### What is asked:
**1.** Transcribe the part of the Cheyenne Wildcat article that opens with the words containing "Douglas is hesitant" and closes with "daughter every day.".
**2.** In the Cheyenne Wildcat article, what name does Jim Douglas use while working as a bank guard?
--- Extract to read ---
- Directed by: Lesley Selander
- Written by: Randall Faye
- Based on: Red Ryder comic strip by Fred Harman
- Produced by: Louis Gray
- Starring: Wild Bill Elliott
- Cinematography: Bud Thackery
- Edited by: Charles Craft
- Music by: Joseph Dubin
- Distributed by: Republic Pictures
- Release date: September 30, 1944 (United States);
- Running time: 56 minutes
- Country: United States
- Language: English

= Cheyenne Wildcat =

1944 film

Cheyenne Wildcat is a 1944 American Western film directed by Lesley Selander and one of the 23 Republic Pictures Red Ryder features. The film, starring veteran western actor, Wild Bill Elliott as Red Ryder, was based on the comic strip "Red Ryder" created by Fred Harman (1938–1964), and licensed through a special arrangement with Stephen Slesinger. Costarring as Little Beaver, was actor Robert Blake.

==Plot==
The president of Blue Springs Bank, Jason Hopkins, seeks to entrap his cashier, Harrison Colby, whom he suspects is exchanging the bank's gold certificates with fake ones. Colby is caught and confesses but also incriminates his partner, Dandy Joe Meeker. The worried Colby consults Meeker, who engages a gunslinger to kill Hopkins and then to pin the murder on Jim Douglas. Douglas, soon to be paroled from prison, had formally been arrested and convicted for a similar crime that he hadn't committed. Hopkins meets Douglas in order to tell him the truth regarding his imprisonment but is killed by the gunman. Douglas is subsequently jailed for the murder. However, the gunman is captured by Red Ryder and his Indian ward, Little Beaver.

Douglas is hesitant to explain his situation for fear that his daughter, Betty Lou Hopkins will discover that he, not Jason Hopkins, is her real father. The now jailed gunman is stabbed in the back and the sheriff, convinced that the gunman was killed to silence him, frees Douglas. He is hired by Colby as a bank guard, where he uses the name Johnson in order that he can see his daughter every day.

Meeker has Colby steal the forged certificates before they are discovered as fake and then claim that Hopkins embezzled the originals. To cover the losses, Betty Lou decides to invest her inheritance in the bank. Red Ryder and his Aunt, the Duchess contribute as well. But, still wanting to take over the bank, Meeker instigates a run on the bank, which he hopes will close it down. Thanks to Red and Little Beaver, Meeker's plan is foiled and the bank remains solvent.
--- Given information ---
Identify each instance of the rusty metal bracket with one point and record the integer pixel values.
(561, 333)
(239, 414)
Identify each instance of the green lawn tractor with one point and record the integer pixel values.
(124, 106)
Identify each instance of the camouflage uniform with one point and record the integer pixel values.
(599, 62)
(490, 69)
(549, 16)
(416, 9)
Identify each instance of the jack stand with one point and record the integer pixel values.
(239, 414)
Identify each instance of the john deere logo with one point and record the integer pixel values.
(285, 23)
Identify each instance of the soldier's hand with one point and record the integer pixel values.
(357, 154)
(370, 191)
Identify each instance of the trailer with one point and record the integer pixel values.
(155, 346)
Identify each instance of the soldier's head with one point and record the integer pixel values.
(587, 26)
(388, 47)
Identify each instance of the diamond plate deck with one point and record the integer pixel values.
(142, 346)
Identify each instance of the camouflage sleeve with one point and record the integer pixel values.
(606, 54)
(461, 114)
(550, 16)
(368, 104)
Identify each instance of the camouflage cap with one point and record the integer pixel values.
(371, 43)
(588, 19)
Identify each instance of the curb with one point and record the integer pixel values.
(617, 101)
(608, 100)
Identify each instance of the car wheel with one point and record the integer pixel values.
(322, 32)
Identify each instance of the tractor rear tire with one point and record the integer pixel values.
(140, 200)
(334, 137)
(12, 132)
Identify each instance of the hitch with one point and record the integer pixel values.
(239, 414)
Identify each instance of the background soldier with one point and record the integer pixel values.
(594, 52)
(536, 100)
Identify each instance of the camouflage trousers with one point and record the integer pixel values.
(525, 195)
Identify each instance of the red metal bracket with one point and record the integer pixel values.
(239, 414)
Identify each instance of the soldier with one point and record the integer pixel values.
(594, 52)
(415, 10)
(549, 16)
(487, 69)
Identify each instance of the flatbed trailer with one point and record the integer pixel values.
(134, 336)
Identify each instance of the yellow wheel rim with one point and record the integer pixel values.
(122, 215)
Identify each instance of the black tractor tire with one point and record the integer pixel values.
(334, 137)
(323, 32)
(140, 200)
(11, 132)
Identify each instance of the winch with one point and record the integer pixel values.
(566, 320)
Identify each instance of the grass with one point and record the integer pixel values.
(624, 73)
---
--- Given information ---
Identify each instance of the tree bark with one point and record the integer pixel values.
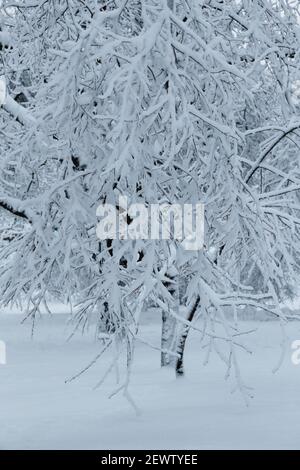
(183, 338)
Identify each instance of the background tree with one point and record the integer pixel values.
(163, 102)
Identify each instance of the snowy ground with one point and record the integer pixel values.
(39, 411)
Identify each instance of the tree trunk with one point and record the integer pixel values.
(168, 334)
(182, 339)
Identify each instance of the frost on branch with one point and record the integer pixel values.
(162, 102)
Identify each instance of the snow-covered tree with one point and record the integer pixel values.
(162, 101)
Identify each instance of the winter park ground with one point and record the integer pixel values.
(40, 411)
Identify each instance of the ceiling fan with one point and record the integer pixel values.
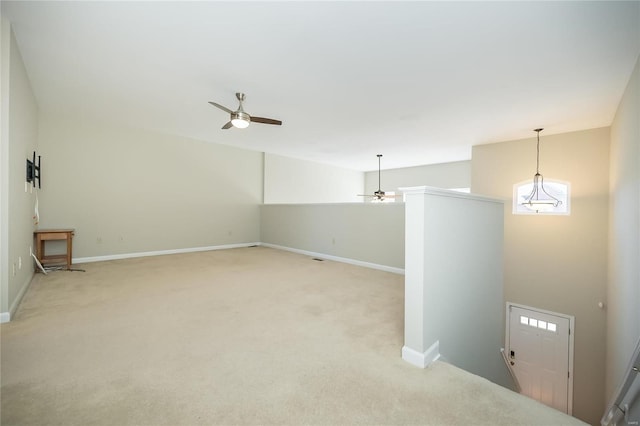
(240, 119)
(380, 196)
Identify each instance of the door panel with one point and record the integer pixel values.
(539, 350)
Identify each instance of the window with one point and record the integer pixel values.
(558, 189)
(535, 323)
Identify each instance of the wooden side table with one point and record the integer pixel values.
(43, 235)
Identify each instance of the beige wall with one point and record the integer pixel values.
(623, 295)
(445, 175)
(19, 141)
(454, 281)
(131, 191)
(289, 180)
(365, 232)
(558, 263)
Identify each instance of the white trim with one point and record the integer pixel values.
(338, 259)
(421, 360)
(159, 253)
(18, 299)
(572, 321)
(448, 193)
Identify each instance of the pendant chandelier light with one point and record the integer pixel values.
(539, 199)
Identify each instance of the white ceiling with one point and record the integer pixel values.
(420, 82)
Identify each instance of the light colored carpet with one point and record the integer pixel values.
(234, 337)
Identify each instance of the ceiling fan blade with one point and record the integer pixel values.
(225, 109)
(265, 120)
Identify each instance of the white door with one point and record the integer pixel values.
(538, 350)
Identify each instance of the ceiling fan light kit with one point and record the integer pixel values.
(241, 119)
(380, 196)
---
### Solutions to each task:
**1.**
Douglas is hesitant to explain his situation for fear that his daughter, Betty Lou Hopkins will discover that he, not Jason Hopkins, is her real father. The now jailed gunman is stabbed in the back and the sheriff, convinced that the gunman was killed to silence him, frees Douglas. He is hired by Colby as a bank guard, where he uses the name Johnson in order that he can see his daughter every day.

**2.** Johnson